**Your instructions**
Count the lines in the listing below that contain the string "pale", and give only that number.

Stored entries:
--- BEGIN ---
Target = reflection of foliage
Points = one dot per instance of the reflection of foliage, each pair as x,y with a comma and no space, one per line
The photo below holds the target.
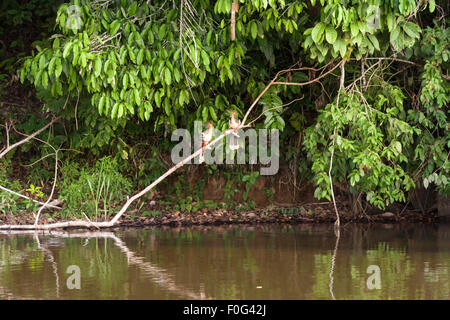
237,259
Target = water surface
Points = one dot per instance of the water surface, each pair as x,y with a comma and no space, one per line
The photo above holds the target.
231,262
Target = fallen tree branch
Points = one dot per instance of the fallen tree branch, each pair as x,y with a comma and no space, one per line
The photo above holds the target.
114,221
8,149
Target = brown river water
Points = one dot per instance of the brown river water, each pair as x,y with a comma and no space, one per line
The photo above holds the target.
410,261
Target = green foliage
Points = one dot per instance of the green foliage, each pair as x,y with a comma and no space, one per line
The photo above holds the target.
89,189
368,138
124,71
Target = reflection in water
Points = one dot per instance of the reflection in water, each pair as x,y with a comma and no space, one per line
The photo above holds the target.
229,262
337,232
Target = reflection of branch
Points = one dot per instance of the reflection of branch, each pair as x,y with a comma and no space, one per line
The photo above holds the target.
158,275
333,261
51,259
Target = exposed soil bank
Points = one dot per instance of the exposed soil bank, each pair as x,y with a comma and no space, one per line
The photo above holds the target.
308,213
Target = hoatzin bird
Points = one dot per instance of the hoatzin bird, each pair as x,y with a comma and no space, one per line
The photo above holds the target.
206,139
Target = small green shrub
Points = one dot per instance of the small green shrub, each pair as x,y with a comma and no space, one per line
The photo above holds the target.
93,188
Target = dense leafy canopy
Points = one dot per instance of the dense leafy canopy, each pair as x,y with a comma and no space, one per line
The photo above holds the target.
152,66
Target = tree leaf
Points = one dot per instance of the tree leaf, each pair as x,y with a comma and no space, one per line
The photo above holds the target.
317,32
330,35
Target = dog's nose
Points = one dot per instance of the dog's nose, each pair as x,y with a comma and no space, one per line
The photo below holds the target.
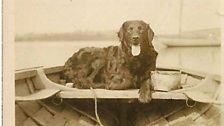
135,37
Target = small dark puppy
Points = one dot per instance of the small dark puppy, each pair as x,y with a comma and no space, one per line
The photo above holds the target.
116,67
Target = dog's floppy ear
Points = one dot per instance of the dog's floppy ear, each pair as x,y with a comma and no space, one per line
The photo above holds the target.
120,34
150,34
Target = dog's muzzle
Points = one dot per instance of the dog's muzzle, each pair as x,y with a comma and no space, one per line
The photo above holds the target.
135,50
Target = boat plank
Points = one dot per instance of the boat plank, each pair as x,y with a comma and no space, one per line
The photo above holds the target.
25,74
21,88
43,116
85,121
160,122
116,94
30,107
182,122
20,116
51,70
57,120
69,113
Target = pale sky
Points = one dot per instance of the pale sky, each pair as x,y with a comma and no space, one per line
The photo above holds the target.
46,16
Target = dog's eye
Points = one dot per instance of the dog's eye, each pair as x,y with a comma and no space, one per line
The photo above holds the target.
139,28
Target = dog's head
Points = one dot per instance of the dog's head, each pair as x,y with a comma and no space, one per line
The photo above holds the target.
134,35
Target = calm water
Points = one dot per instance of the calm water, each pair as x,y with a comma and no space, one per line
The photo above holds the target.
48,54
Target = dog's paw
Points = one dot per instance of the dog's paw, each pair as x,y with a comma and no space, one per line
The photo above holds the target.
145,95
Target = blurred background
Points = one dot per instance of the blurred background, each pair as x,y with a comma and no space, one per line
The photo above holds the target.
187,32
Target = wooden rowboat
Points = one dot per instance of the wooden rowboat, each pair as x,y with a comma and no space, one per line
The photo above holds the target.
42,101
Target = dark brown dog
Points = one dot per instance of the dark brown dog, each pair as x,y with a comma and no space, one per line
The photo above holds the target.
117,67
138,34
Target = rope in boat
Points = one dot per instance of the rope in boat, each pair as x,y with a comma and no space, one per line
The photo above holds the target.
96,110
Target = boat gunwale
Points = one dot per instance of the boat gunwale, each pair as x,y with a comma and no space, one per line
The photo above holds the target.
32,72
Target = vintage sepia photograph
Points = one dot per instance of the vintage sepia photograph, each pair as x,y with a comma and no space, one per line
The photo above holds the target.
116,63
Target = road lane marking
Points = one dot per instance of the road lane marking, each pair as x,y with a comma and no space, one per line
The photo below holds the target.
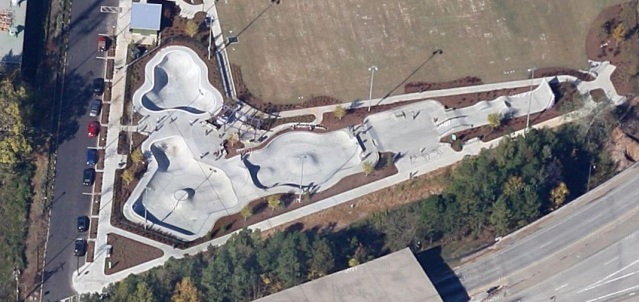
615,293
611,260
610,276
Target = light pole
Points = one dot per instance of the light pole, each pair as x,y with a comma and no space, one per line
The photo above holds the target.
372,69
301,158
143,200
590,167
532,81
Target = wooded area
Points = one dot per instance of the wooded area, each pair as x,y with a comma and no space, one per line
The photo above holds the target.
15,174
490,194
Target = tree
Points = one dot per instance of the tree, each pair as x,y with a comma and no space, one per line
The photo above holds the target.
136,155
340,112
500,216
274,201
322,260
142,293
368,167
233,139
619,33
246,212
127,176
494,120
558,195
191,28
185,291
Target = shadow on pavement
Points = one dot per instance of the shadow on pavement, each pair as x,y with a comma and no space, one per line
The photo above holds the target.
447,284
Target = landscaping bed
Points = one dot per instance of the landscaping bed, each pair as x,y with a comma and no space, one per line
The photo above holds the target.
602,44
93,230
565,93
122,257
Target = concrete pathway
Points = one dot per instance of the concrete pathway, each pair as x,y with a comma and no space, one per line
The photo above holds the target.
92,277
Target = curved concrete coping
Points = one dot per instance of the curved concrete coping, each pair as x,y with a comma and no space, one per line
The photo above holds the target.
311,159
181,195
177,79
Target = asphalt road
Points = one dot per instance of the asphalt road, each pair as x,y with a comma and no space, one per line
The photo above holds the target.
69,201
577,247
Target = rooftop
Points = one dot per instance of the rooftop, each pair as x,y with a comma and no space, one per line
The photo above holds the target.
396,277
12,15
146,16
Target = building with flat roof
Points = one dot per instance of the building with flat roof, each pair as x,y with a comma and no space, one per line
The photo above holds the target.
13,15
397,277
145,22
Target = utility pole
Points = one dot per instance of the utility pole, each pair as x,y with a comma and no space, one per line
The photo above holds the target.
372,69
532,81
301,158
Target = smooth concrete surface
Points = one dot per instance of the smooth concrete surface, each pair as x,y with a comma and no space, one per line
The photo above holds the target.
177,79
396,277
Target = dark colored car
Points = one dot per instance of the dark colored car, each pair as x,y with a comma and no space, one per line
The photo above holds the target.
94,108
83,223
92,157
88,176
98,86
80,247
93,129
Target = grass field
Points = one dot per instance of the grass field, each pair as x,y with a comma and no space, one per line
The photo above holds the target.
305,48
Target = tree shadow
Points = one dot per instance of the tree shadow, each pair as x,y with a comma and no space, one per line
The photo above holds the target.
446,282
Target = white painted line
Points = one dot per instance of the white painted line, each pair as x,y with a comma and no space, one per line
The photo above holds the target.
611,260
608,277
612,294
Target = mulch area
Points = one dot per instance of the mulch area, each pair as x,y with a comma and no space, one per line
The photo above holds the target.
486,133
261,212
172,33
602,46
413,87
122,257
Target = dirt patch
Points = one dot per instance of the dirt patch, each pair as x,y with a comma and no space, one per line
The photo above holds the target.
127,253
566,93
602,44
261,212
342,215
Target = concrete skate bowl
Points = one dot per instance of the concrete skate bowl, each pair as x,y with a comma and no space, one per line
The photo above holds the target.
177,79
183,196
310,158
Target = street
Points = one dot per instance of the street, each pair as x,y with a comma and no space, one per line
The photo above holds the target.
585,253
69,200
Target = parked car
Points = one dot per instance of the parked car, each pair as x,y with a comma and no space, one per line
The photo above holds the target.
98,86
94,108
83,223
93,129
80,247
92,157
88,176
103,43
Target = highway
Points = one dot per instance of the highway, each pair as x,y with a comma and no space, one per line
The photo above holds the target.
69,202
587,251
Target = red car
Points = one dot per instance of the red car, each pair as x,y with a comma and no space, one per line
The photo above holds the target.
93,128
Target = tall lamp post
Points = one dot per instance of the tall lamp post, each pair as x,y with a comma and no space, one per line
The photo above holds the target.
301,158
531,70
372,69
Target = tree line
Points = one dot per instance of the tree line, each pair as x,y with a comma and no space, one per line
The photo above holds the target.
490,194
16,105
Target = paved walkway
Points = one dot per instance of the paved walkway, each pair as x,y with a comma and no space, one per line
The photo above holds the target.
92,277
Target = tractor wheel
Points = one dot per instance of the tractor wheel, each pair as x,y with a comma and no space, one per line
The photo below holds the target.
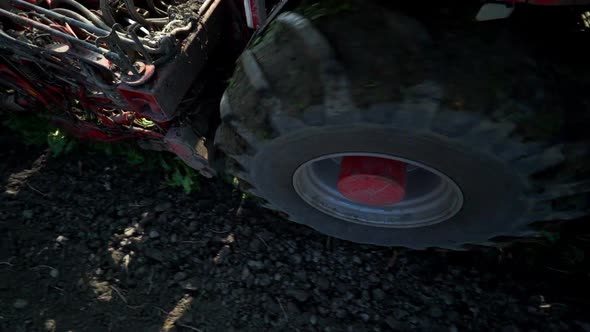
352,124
--- END ---
--- BEGIN ---
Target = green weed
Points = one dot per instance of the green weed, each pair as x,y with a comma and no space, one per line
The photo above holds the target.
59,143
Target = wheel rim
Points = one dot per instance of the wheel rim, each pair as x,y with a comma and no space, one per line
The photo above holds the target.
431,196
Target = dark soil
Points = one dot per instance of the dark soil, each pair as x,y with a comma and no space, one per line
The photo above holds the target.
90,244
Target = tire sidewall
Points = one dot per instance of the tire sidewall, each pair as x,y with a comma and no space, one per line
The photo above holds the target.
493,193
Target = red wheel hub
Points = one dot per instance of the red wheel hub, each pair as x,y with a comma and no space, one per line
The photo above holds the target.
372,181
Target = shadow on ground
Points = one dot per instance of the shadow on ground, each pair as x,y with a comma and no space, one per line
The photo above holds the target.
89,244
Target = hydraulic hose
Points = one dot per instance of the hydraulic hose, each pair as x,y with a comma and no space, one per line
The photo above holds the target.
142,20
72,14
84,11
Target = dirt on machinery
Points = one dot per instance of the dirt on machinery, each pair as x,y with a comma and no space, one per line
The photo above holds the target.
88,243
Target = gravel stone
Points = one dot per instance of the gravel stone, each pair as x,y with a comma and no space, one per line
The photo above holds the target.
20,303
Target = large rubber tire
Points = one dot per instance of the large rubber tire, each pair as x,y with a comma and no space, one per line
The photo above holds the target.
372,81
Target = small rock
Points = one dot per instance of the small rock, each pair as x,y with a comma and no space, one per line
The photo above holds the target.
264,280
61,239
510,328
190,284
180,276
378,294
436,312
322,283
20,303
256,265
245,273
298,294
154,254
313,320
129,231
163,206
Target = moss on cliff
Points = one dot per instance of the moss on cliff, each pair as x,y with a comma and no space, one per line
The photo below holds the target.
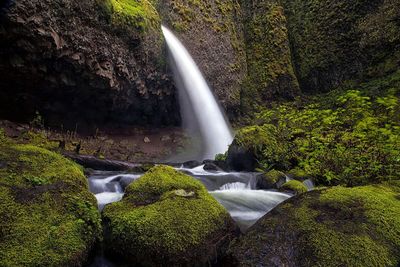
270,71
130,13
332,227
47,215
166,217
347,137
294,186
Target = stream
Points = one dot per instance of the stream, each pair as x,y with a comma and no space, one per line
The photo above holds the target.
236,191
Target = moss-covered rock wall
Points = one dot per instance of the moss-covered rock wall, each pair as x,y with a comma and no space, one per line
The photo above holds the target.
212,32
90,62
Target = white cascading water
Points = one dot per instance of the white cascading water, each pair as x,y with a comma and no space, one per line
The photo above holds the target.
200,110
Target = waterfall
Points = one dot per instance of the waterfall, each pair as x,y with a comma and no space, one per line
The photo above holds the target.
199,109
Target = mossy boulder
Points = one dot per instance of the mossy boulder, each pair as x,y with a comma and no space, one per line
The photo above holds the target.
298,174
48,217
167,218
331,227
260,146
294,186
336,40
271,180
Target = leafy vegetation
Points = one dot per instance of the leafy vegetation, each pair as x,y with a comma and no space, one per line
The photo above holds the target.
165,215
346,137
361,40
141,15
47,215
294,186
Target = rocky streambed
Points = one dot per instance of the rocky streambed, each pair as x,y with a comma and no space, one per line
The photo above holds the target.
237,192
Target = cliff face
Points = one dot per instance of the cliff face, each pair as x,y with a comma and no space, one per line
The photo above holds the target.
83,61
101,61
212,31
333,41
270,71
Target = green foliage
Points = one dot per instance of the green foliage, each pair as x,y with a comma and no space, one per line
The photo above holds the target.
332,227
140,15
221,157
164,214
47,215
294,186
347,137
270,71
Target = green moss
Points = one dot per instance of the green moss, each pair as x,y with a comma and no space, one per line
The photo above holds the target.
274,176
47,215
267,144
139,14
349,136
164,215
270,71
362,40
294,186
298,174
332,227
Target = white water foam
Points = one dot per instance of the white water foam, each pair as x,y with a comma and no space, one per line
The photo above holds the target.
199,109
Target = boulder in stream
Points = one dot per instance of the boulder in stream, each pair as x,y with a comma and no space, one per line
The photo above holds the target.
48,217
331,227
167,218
--- END ---
**Task response**
2